### Exercise details:
So that nothing is lost, transcribe each line of the records exactly.

+ + + + +

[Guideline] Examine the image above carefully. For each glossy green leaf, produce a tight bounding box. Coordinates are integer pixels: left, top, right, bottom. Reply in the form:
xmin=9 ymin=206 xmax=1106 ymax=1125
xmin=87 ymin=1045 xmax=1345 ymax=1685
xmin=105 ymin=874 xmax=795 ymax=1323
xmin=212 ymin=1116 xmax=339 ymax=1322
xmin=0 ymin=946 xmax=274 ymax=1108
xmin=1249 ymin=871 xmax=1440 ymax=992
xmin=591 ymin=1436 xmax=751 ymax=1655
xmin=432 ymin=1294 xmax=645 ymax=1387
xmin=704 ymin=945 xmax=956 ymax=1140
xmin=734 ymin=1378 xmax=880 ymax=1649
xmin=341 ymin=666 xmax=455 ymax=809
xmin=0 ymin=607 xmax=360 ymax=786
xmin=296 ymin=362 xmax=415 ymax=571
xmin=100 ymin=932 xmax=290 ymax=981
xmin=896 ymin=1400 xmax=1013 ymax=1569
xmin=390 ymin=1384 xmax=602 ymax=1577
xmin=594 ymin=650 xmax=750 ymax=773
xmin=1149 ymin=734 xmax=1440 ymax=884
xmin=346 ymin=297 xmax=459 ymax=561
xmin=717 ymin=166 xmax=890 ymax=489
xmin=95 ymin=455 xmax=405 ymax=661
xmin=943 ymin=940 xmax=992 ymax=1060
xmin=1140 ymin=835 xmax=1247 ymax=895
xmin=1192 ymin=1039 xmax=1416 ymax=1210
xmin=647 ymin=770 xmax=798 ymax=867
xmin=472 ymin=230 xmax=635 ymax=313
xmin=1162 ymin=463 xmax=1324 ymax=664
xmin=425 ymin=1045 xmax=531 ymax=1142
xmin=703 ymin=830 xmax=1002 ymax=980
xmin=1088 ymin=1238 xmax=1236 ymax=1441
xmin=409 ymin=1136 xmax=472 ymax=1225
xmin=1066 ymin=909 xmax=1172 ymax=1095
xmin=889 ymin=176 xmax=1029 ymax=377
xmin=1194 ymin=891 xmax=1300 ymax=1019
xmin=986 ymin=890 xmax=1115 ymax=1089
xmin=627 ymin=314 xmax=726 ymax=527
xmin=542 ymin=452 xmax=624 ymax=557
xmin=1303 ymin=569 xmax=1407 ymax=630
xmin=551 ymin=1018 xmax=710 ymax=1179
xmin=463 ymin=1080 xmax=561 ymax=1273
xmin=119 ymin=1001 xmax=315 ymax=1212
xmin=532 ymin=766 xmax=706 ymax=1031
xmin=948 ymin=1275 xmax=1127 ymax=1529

+ + + + +

### Response area:
[Guideline] Examine the image above carefully. For each glossy green leaf, produce a tight bounding box. Coordinates are integer pixels: left, top, right, bottom. Reply in the form:
xmin=9 ymin=206 xmax=1106 ymax=1125
xmin=87 ymin=1045 xmax=1345 ymax=1685
xmin=105 ymin=874 xmax=795 ymax=1323
xmin=212 ymin=1116 xmax=339 ymax=1322
xmin=0 ymin=946 xmax=274 ymax=1108
xmin=1249 ymin=871 xmax=1440 ymax=992
xmin=591 ymin=1436 xmax=751 ymax=1655
xmin=432 ymin=1294 xmax=645 ymax=1387
xmin=704 ymin=945 xmax=956 ymax=1140
xmin=734 ymin=1378 xmax=880 ymax=1649
xmin=341 ymin=666 xmax=455 ymax=809
xmin=0 ymin=607 xmax=360 ymax=786
xmin=296 ymin=362 xmax=415 ymax=571
xmin=100 ymin=932 xmax=290 ymax=981
xmin=896 ymin=1400 xmax=1013 ymax=1569
xmin=390 ymin=1384 xmax=602 ymax=1577
xmin=594 ymin=650 xmax=750 ymax=773
xmin=1149 ymin=734 xmax=1440 ymax=884
xmin=346 ymin=297 xmax=459 ymax=561
xmin=717 ymin=166 xmax=890 ymax=489
xmin=95 ymin=455 xmax=405 ymax=661
xmin=943 ymin=940 xmax=992 ymax=1060
xmin=1140 ymin=835 xmax=1247 ymax=895
xmin=1192 ymin=1039 xmax=1416 ymax=1210
xmin=647 ymin=770 xmax=798 ymax=867
xmin=472 ymin=230 xmax=635 ymax=313
xmin=1162 ymin=463 xmax=1324 ymax=664
xmin=425 ymin=1045 xmax=531 ymax=1142
xmin=703 ymin=830 xmax=1002 ymax=980
xmin=1088 ymin=1238 xmax=1236 ymax=1441
xmin=409 ymin=1136 xmax=472 ymax=1225
xmin=1066 ymin=909 xmax=1172 ymax=1095
xmin=889 ymin=176 xmax=1029 ymax=377
xmin=1194 ymin=891 xmax=1300 ymax=1019
xmin=986 ymin=890 xmax=1115 ymax=1089
xmin=627 ymin=314 xmax=726 ymax=527
xmin=542 ymin=452 xmax=624 ymax=557
xmin=1303 ymin=569 xmax=1407 ymax=630
xmin=551 ymin=1018 xmax=710 ymax=1179
xmin=463 ymin=1080 xmax=561 ymax=1273
xmin=119 ymin=1001 xmax=315 ymax=1212
xmin=532 ymin=766 xmax=706 ymax=1031
xmin=948 ymin=1275 xmax=1127 ymax=1529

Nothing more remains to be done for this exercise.